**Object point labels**
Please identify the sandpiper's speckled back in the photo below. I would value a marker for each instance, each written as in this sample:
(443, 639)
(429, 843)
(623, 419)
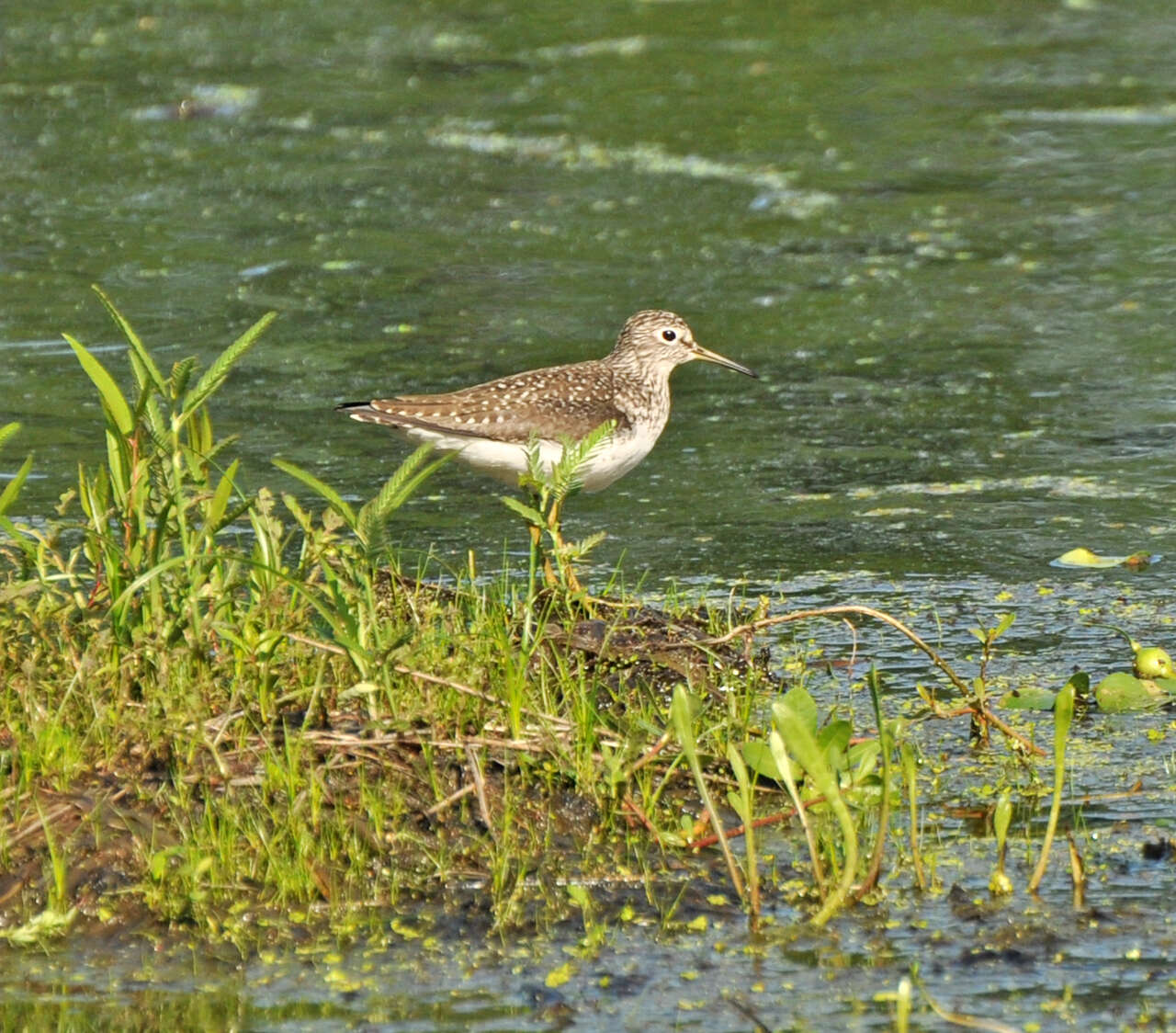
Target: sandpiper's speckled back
(490, 425)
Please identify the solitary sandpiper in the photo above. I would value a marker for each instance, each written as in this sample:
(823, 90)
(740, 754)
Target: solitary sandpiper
(491, 425)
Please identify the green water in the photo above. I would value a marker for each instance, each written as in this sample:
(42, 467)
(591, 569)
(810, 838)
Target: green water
(942, 232)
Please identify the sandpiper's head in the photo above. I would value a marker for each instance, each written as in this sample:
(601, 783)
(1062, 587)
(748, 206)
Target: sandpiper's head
(662, 340)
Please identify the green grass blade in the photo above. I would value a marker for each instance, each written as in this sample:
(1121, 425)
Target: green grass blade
(219, 501)
(327, 494)
(8, 495)
(113, 402)
(225, 361)
(137, 345)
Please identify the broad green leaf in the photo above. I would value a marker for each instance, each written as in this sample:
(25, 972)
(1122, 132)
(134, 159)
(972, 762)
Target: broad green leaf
(113, 402)
(803, 706)
(320, 488)
(1121, 692)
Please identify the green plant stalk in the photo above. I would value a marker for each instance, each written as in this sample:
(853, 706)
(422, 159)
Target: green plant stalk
(785, 765)
(1000, 884)
(680, 717)
(886, 742)
(746, 809)
(910, 776)
(805, 748)
(1063, 717)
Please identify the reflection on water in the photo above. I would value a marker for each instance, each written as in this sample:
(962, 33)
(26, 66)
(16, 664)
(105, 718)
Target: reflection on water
(942, 235)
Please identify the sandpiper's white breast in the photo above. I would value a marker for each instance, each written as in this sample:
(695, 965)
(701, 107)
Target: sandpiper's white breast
(506, 460)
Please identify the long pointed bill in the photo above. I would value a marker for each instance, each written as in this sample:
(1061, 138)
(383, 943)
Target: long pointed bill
(718, 360)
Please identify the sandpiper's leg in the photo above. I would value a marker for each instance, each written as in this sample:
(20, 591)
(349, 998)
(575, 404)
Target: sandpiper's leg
(537, 542)
(553, 526)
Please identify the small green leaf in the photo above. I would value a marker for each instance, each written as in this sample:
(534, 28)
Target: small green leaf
(530, 516)
(1028, 698)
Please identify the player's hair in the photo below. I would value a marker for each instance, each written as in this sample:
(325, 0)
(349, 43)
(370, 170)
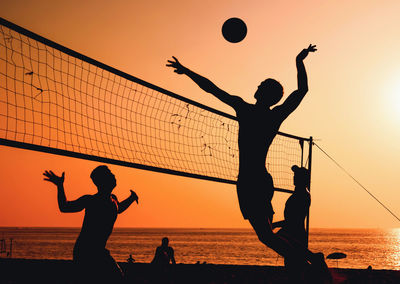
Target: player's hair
(98, 174)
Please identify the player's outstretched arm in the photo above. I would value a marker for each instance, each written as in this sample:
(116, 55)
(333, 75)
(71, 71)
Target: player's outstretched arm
(63, 204)
(295, 98)
(204, 83)
(278, 224)
(122, 206)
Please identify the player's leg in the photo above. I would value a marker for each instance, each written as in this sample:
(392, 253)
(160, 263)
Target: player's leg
(262, 227)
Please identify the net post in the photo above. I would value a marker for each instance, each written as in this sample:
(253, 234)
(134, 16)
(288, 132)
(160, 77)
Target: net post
(309, 188)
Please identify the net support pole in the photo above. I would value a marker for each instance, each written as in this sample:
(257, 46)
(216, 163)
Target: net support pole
(309, 188)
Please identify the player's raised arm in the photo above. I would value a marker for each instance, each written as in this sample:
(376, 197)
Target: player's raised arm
(295, 98)
(204, 83)
(64, 205)
(122, 206)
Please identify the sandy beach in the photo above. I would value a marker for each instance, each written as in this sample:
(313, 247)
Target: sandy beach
(62, 271)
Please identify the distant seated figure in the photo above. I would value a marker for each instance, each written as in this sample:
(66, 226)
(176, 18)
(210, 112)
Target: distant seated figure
(164, 254)
(130, 259)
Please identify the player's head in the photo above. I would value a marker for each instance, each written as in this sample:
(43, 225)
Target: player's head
(301, 177)
(269, 92)
(103, 178)
(165, 242)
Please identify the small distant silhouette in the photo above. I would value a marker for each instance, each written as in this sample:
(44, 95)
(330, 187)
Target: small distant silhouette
(94, 261)
(130, 259)
(164, 254)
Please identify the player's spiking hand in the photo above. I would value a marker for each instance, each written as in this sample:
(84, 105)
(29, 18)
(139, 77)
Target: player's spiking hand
(134, 196)
(303, 54)
(52, 177)
(179, 68)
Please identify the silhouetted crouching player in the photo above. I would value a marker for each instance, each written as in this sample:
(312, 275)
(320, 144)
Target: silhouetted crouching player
(258, 125)
(293, 228)
(94, 261)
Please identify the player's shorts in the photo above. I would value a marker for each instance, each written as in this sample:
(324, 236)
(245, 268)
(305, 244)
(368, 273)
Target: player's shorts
(96, 266)
(255, 193)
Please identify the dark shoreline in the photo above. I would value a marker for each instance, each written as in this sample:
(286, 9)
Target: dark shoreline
(62, 271)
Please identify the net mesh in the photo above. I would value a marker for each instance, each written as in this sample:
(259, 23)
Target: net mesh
(50, 98)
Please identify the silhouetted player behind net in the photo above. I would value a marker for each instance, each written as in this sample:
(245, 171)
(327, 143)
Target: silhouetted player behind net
(258, 126)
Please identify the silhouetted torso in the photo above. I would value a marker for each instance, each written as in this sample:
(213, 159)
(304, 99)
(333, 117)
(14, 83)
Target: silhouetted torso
(258, 127)
(98, 223)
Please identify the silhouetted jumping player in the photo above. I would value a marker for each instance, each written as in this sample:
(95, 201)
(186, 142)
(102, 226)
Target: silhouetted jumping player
(94, 261)
(293, 228)
(258, 125)
(164, 254)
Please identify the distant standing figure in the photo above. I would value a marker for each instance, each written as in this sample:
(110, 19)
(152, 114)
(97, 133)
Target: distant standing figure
(130, 259)
(164, 254)
(101, 209)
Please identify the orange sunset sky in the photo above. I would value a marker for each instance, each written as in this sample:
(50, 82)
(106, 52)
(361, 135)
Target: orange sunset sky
(352, 109)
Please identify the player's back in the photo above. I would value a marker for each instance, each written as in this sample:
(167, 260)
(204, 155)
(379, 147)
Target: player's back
(257, 129)
(98, 223)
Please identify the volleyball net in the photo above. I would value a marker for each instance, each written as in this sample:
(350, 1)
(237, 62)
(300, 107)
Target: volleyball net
(55, 100)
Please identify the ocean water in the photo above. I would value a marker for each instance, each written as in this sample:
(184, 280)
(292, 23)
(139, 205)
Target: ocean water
(363, 247)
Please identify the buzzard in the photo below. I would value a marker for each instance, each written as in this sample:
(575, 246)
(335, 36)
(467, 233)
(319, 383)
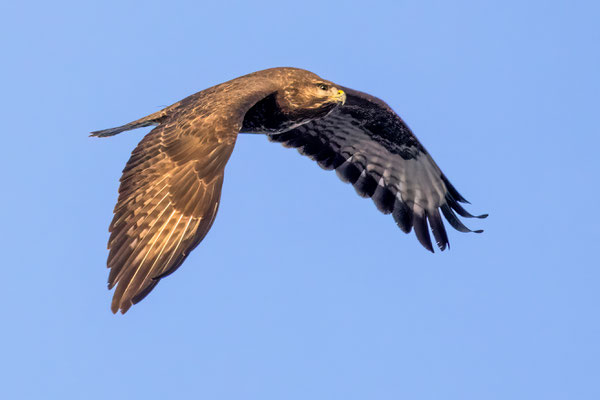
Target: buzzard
(171, 185)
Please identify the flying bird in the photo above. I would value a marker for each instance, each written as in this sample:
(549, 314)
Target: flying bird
(171, 186)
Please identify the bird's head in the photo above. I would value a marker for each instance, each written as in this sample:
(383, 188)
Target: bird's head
(310, 96)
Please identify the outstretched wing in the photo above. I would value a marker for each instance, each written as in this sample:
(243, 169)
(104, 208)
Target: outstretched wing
(168, 200)
(370, 146)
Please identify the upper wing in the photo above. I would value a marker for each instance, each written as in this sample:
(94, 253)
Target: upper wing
(168, 199)
(369, 145)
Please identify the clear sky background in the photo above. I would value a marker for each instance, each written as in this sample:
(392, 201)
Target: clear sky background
(302, 290)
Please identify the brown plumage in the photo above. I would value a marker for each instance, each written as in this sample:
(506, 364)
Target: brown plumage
(171, 185)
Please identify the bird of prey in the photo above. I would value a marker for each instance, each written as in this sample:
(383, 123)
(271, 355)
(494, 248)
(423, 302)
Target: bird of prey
(171, 185)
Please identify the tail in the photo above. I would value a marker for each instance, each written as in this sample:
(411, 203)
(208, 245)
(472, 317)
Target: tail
(152, 119)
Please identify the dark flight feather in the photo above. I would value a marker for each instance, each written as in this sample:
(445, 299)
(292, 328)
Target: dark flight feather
(171, 186)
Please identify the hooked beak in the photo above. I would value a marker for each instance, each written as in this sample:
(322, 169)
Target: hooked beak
(341, 97)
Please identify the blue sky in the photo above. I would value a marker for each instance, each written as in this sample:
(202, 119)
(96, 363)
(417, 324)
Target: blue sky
(302, 290)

**WHAT IS EXPECTED**
Arrange the lines from the one containing "Please identify the sandpiper's white" through the one containing "(1028, 698)", both included, as a numbered list, leaving out any blank lines.

**RESPONSE TO THE TASK**
1. Please identify the sandpiper's white breast in the photo above. I would value a marker for each instance, each written as in this sample:
2. (695, 965)
3. (701, 107)
4. Target: sandpiper's white breast
5. (506, 460)
6. Please identify the long pointed bill in the photo above. I would value a marker for each instance, each written as in this sample:
7. (1061, 138)
8. (383, 943)
9. Target: long pointed bill
10. (718, 360)
11. Please identify the sandpiper's leg in the photo above. I would value a marker for each instance, each written as in this sample:
12. (20, 591)
13. (349, 998)
14. (575, 404)
15. Target: sandpiper's leg
16. (537, 542)
17. (553, 526)
18. Please identify the small green leaf in the photo above. I would value a marker for each instance, each written as in this sample:
19. (534, 28)
20. Target: small green leaf
21. (530, 516)
22. (1028, 698)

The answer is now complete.